## Extracted entries:
───
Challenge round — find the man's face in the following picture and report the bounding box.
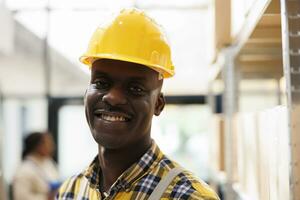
[85,59,165,149]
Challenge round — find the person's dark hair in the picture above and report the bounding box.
[22,132,44,160]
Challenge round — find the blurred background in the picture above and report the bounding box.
[0,0,299,199]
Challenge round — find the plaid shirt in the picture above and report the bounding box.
[56,141,219,200]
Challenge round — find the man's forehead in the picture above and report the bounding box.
[91,59,160,79]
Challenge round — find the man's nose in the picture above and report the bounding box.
[102,86,127,106]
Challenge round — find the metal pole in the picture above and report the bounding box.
[0,84,7,200]
[280,0,300,199]
[43,2,59,162]
[44,1,50,99]
[277,78,282,105]
[222,47,239,200]
[44,0,59,161]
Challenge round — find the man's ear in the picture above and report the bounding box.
[84,89,88,105]
[154,93,165,116]
[84,89,90,126]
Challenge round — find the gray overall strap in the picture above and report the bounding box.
[148,168,184,200]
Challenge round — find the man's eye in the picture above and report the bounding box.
[95,80,109,89]
[129,86,144,94]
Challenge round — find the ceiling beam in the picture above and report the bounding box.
[265,0,281,14]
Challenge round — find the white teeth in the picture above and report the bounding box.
[101,114,126,122]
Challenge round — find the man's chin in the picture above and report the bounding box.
[92,134,126,149]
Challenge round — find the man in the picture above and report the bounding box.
[56,8,219,200]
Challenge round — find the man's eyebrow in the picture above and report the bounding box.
[92,71,109,77]
[129,77,147,81]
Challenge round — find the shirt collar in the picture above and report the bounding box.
[83,141,164,192]
[120,141,164,185]
[83,156,100,189]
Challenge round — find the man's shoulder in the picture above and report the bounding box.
[155,157,219,200]
[60,173,84,188]
[56,173,86,199]
[162,170,219,200]
[177,171,219,200]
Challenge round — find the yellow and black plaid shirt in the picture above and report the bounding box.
[56,141,219,200]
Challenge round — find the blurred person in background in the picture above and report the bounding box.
[13,131,60,200]
[56,8,219,200]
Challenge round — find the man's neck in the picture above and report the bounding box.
[98,137,152,192]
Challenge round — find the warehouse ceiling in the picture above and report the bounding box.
[2,0,214,95]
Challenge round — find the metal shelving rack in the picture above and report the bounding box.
[281,0,300,198]
[211,0,300,199]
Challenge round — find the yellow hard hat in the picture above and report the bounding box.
[79,8,175,78]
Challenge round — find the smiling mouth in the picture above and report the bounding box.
[94,110,131,122]
[101,114,128,122]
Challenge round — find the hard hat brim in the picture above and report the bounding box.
[79,54,175,78]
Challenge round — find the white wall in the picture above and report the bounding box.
[2,98,47,184]
[0,3,14,55]
[3,100,23,184]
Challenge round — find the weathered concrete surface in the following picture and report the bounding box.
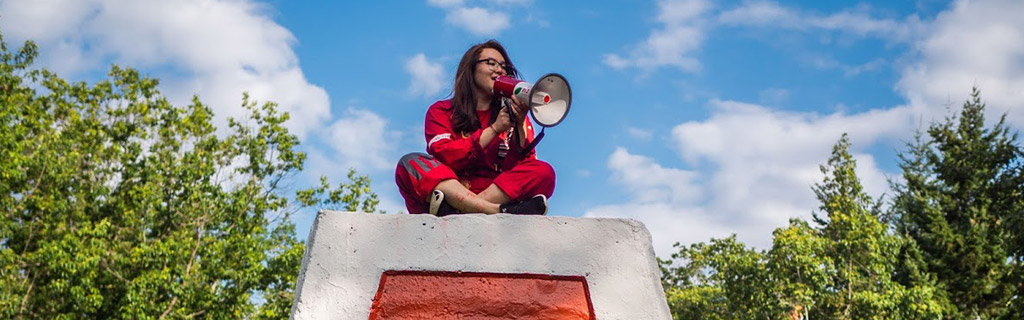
[290,212,671,320]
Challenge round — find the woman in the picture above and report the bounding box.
[395,40,555,215]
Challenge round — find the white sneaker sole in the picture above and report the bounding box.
[428,190,444,216]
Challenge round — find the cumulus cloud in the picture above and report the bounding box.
[321,108,402,172]
[587,100,912,257]
[0,0,329,139]
[592,1,1024,259]
[426,0,518,36]
[898,0,1024,127]
[603,0,711,72]
[608,147,702,204]
[445,7,511,36]
[0,0,417,223]
[405,53,446,98]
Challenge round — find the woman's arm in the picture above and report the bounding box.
[425,102,500,171]
[507,97,537,158]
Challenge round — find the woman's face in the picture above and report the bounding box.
[473,48,509,96]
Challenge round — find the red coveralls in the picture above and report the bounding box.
[395,99,556,214]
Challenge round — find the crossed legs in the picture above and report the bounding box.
[395,152,554,214]
[432,179,510,214]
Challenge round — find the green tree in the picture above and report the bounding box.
[767,218,831,319]
[810,134,944,319]
[890,88,1022,319]
[0,34,378,319]
[660,135,946,319]
[660,236,776,320]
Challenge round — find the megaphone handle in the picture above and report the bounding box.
[520,127,544,157]
[503,98,519,150]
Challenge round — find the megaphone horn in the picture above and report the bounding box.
[493,73,572,128]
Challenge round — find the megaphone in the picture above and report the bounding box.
[492,73,572,128]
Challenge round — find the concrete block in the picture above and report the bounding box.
[291,212,671,319]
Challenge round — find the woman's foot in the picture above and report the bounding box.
───
Return the listing above word for word, with the pictures removed.

Challenge round — find the man's face in the following picture and report the bounding box.
[85,59,165,149]
Challenge round — find the person's dark hair in the picture above and report the bounding box.
[22,132,44,160]
Challenge round — find the blurred background in the picture above and report the bounding box.
[0,0,299,199]
Challenge round — find the plaid shirt in the picture above and report the bounding box.
[56,141,219,200]
Challenge round — find the man's forehead in the picture above and report the bounding box.
[91,59,160,79]
Challenge round — find the man's nose in the picture above and report the bounding box.
[102,86,127,106]
Challenge round — find the metal pole in the picture above and report the bounding box.
[0,84,7,200]
[280,0,300,199]
[43,2,59,162]
[44,1,50,99]
[277,78,282,105]
[222,47,239,200]
[44,0,59,161]
Challenge round — find the man's ear in the picture above and report the bounding box.
[84,89,88,105]
[154,93,165,116]
[84,89,90,126]
Challenge round — find the gray overall strap in the picture above and report the bounding box.
[148,168,184,200]
Challenge round — find the man's eye in the picture above and report the bounding box.
[95,80,109,89]
[129,86,144,94]
Challenge round — find the ceiling beam in the picture above and report the bounding box.
[265,0,281,14]
Challenge round — find the white teeth in the picture above and report the bounding box.
[101,114,126,122]
Challenge round — find the man's chin in the picture above and report the bounding box.
[92,134,126,149]
Challenge round — find the man in the picture above and report the bounding box.
[56,8,219,200]
Challenge round — find the man's eyebrow in the picture above and report the bounding box.
[92,71,109,77]
[129,77,147,81]
Challenge round — find the shirt collar in the picture above and report the bounding box.
[83,141,164,192]
[120,141,164,185]
[83,156,100,189]
Challenge round — find the man's shoulder in the picture above and report the bounding box.
[155,157,219,200]
[60,173,84,188]
[56,173,86,199]
[162,170,219,200]
[177,171,219,200]
Challenge round — find the yellow and black plaid shirt in the picture above and report the bounding box.
[56,141,219,200]
Challenge round — find the blurred person in background in the picture above and report the bounding box.
[13,131,60,200]
[56,8,219,200]
Challenge round — find the man's neck in the picture above and report the bounding box.
[98,137,152,192]
Challenge round — find the warehouse ceiling in the picture above and report the bounding box.
[2,0,214,95]
Challenge round — find the metal shelving rack in the picture above and report the bounding box.
[281,0,300,198]
[211,0,300,199]
Challenge round — find the yellow hard hat in the picture above and report the bounding box.
[79,8,175,78]
Challenge round — find the smiling mouth in the picture above and report the bounding box.
[94,110,131,122]
[101,114,128,122]
Challenge round — find the hard hat brim in the picture above and report the bounding box.
[79,54,175,78]
Challenge round — find the white wall in the picture above and report the bounding box.
[2,98,47,184]
[0,3,14,55]
[3,100,23,184]
Challenge round — find the weathered concrete surface in the following picture and report the bounding box.
[290,212,671,320]
Challenge round — find the woman in the picture above and report the bounding box.
[395,40,555,215]
Challenge round — find the white sneaker sole in the picture above and report the bounding box.
[428,190,444,216]
Challenge round — find the cumulus cloud in the picture above and report the bounding box.
[321,108,402,172]
[587,100,912,257]
[0,0,329,139]
[592,1,1024,259]
[426,0,518,36]
[898,0,1024,127]
[603,0,711,72]
[608,147,702,204]
[445,7,511,36]
[0,0,417,223]
[405,53,446,98]
Challenge round — find the woman's arm in the picture above and report the bounding box.
[425,102,500,171]
[507,97,537,158]
Challenge round — find the woman's face in the picture above and report the bounding box.
[473,48,509,96]
Challenge round — find the red coveralls in the picture above and report the bounding box.
[395,99,556,214]
Challenge round — find the crossed legs in the picture above and report the bounding box.
[395,152,554,214]
[432,179,510,214]
Challenge round — find the green tree in the picture above and report the bounding box.
[767,218,831,319]
[810,134,944,319]
[890,88,1022,319]
[0,34,378,319]
[660,135,946,319]
[660,236,776,320]
Challenge round — find the megaphone handle in the picture above and report the bounding box.
[520,127,544,157]
[503,98,519,150]
Challenge round — find the megaphone horn in the picture above and report the bounding box.
[493,73,572,128]
Challenge round — find the megaphone in the picture above and report the bounding box.
[492,73,572,128]
Challenge round — find the concrete block in the picture above and report the bounding box.
[291,212,671,319]
Challenge round — find the woman's foot in the picture above and report the bounding box.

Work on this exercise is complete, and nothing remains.